# START OF Input rows
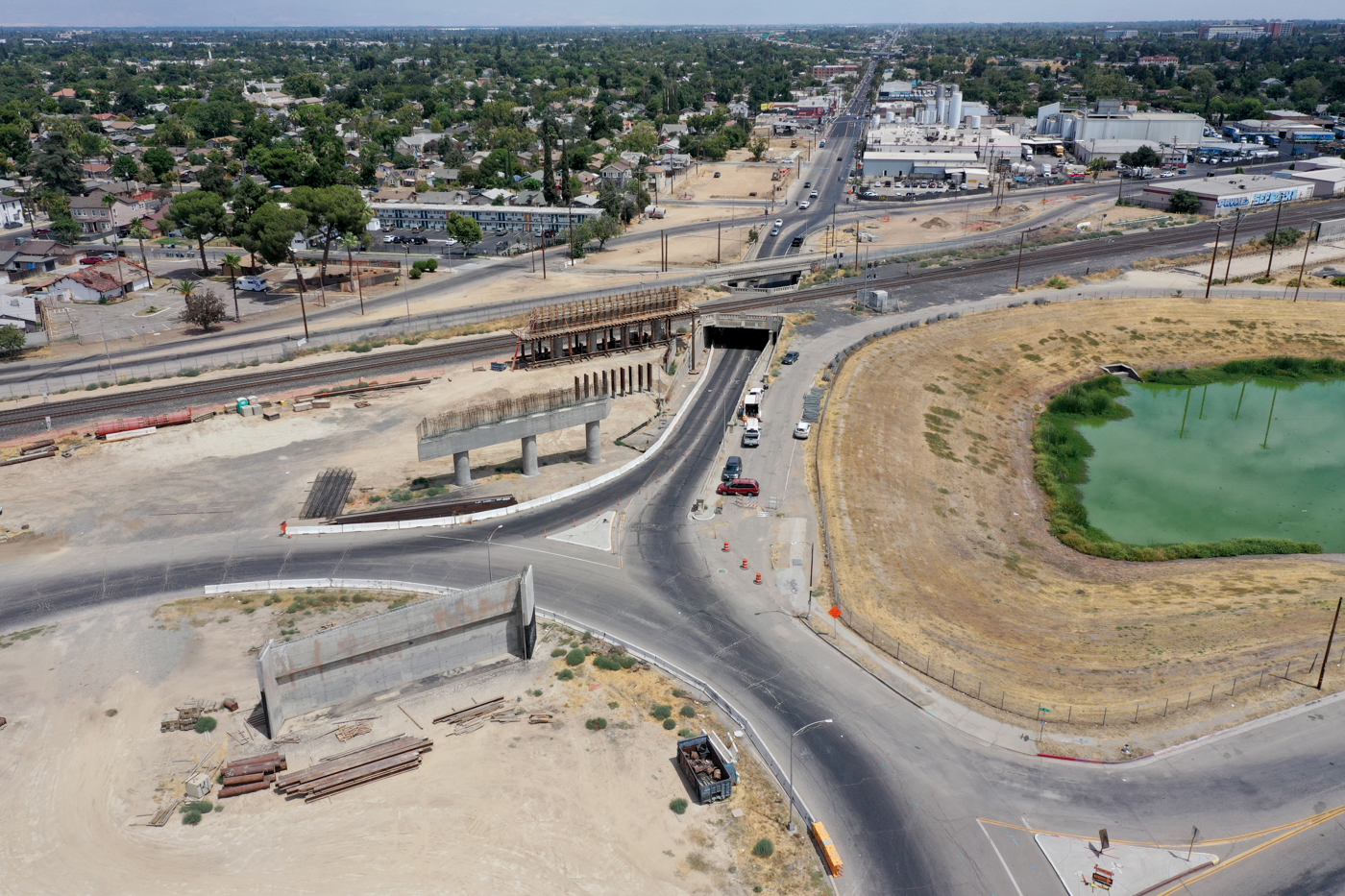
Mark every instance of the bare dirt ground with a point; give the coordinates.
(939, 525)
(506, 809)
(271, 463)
# END OF Input rows
# START OF Input rows
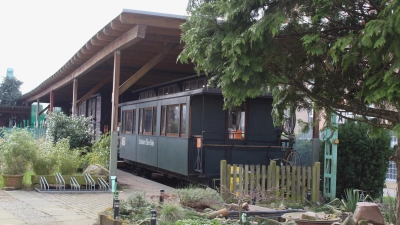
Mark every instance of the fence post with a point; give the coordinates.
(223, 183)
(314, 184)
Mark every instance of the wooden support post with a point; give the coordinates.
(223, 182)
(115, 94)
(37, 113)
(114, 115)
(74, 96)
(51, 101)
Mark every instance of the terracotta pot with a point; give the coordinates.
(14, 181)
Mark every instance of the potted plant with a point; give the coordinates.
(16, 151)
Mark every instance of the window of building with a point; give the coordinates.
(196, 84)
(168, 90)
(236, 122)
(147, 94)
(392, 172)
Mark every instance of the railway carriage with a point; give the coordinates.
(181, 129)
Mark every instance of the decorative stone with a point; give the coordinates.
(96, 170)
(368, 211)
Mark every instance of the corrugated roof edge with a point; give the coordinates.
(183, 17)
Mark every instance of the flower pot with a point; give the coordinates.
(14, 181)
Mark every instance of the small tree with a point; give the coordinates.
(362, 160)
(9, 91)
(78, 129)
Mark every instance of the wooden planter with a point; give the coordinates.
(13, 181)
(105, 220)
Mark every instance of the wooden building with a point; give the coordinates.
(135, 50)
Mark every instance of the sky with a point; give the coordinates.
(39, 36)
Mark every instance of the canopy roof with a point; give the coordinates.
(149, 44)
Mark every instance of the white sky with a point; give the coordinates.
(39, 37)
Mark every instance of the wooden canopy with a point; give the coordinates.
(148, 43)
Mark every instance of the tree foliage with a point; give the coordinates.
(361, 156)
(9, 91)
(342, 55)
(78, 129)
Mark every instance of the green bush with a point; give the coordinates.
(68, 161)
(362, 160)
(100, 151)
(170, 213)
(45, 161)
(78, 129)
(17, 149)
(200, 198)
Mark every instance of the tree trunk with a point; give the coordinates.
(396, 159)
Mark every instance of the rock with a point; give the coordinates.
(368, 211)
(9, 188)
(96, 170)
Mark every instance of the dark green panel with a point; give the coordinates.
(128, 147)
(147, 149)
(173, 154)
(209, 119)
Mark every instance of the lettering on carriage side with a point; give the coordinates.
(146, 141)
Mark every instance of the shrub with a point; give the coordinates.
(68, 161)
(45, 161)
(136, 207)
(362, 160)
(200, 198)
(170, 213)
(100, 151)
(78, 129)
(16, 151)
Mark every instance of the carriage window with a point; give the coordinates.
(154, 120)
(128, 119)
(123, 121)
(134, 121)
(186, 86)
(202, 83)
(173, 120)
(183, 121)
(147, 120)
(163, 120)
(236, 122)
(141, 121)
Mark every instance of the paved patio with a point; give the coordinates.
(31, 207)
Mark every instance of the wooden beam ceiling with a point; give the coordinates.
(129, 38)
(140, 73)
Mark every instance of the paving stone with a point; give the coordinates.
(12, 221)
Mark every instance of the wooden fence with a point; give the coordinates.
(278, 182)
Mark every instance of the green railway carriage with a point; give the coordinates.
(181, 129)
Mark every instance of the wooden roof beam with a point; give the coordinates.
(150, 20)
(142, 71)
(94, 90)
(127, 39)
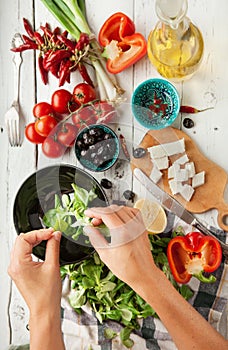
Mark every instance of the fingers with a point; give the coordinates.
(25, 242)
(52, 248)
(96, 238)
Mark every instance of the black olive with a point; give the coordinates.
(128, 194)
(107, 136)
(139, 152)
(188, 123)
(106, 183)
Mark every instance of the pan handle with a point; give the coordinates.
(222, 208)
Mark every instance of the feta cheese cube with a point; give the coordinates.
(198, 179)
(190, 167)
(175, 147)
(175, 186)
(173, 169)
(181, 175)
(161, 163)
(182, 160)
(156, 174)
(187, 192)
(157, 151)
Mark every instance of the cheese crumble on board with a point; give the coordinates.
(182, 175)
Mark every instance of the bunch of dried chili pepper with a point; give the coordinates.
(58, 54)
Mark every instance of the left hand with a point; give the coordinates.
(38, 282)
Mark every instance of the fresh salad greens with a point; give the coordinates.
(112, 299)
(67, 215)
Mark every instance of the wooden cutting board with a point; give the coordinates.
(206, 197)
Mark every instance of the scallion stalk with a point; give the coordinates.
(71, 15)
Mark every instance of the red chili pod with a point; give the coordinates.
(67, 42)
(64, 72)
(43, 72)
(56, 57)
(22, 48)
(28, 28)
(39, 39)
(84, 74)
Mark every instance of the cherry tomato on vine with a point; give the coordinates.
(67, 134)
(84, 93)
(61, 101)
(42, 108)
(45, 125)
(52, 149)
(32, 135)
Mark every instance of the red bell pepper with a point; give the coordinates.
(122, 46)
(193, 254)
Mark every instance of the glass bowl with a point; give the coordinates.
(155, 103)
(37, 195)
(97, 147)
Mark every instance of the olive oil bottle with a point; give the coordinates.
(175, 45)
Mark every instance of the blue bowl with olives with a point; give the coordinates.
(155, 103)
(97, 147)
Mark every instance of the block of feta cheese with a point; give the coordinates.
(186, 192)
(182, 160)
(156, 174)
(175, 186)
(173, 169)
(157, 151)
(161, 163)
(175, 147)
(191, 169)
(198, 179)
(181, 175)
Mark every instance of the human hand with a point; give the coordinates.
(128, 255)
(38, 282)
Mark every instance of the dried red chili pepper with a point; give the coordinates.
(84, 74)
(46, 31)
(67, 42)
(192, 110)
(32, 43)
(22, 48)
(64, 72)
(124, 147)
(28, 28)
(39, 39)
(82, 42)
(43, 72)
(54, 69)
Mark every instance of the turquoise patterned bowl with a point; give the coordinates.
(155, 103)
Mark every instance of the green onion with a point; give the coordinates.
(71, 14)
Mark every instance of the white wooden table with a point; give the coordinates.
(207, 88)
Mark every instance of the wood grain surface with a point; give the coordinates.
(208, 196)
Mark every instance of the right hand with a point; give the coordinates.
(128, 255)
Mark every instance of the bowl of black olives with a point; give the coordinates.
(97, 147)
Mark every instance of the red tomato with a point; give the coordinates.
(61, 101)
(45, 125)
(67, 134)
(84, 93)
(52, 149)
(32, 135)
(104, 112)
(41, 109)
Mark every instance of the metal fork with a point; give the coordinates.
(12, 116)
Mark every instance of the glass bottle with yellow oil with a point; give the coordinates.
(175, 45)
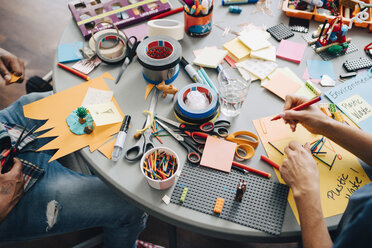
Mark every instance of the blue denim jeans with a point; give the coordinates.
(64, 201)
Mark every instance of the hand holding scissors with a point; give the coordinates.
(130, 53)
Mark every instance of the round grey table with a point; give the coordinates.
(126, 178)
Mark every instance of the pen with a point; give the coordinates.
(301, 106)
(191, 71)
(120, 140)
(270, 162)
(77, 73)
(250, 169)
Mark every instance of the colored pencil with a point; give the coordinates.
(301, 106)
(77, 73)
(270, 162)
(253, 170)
# END OF Input rows
# START OF Input rows
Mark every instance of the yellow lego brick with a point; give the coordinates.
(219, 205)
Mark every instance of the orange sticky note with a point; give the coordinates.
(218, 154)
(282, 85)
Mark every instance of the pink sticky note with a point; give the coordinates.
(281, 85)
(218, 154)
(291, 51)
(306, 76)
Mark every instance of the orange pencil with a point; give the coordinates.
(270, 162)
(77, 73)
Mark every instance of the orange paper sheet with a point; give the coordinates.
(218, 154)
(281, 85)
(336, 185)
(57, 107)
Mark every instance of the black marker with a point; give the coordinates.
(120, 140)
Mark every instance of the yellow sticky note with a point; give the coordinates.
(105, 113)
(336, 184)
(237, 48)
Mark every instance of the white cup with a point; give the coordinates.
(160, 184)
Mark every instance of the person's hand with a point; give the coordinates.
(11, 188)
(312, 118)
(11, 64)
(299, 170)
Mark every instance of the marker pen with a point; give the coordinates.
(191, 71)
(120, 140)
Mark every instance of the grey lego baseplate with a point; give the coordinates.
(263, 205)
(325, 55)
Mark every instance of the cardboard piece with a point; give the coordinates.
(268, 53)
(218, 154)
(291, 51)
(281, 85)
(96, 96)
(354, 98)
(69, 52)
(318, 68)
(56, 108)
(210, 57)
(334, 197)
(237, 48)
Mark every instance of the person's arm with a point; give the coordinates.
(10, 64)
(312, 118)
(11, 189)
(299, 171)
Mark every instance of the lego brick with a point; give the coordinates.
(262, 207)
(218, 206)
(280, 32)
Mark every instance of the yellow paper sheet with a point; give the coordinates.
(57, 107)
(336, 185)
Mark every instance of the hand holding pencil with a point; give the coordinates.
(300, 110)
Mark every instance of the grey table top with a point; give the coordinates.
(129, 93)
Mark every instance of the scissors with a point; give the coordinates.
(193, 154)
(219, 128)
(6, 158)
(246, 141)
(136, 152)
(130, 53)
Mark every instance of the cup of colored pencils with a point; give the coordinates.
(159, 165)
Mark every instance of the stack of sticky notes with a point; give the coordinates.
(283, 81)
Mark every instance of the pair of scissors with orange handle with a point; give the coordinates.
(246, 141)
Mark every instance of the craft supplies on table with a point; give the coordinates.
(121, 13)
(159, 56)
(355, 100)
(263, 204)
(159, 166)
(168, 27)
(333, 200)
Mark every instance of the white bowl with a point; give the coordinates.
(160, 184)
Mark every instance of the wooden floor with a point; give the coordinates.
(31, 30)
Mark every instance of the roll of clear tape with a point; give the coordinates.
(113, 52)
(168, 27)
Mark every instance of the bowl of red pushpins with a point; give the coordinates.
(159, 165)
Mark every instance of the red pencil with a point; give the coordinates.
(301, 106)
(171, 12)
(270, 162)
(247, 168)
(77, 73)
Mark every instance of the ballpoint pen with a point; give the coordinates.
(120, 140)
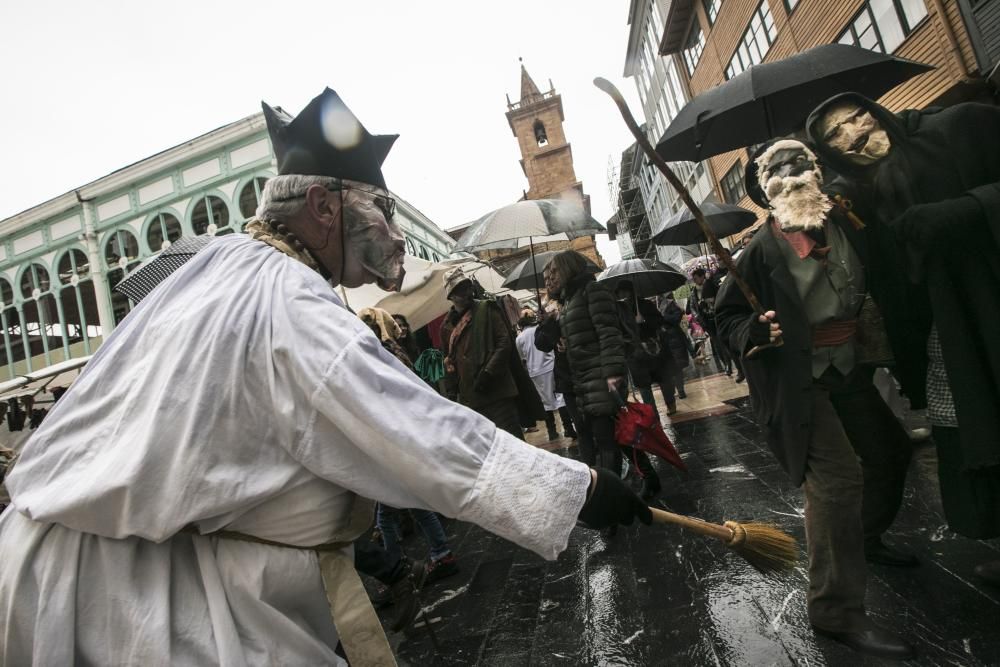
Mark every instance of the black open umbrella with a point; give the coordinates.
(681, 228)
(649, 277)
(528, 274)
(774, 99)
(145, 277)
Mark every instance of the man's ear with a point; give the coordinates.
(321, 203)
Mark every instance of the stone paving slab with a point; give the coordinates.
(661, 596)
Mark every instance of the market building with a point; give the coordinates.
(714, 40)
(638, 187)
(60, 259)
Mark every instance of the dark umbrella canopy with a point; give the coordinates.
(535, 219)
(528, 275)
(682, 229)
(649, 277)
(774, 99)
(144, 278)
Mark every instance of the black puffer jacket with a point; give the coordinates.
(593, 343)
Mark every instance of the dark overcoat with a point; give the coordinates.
# END OF Input rows
Exercise directions — Please pick out each line in the records that contains the word "cheese" and copy those lines out.

Response to the task —
Mark every instance of the feta cheese cube with a point; give the coordinates.
Mark every instance of the cheese crumble on board with a point; give the coordinates.
Mark every instance of the block of feta cheese with a point; give the coordinates.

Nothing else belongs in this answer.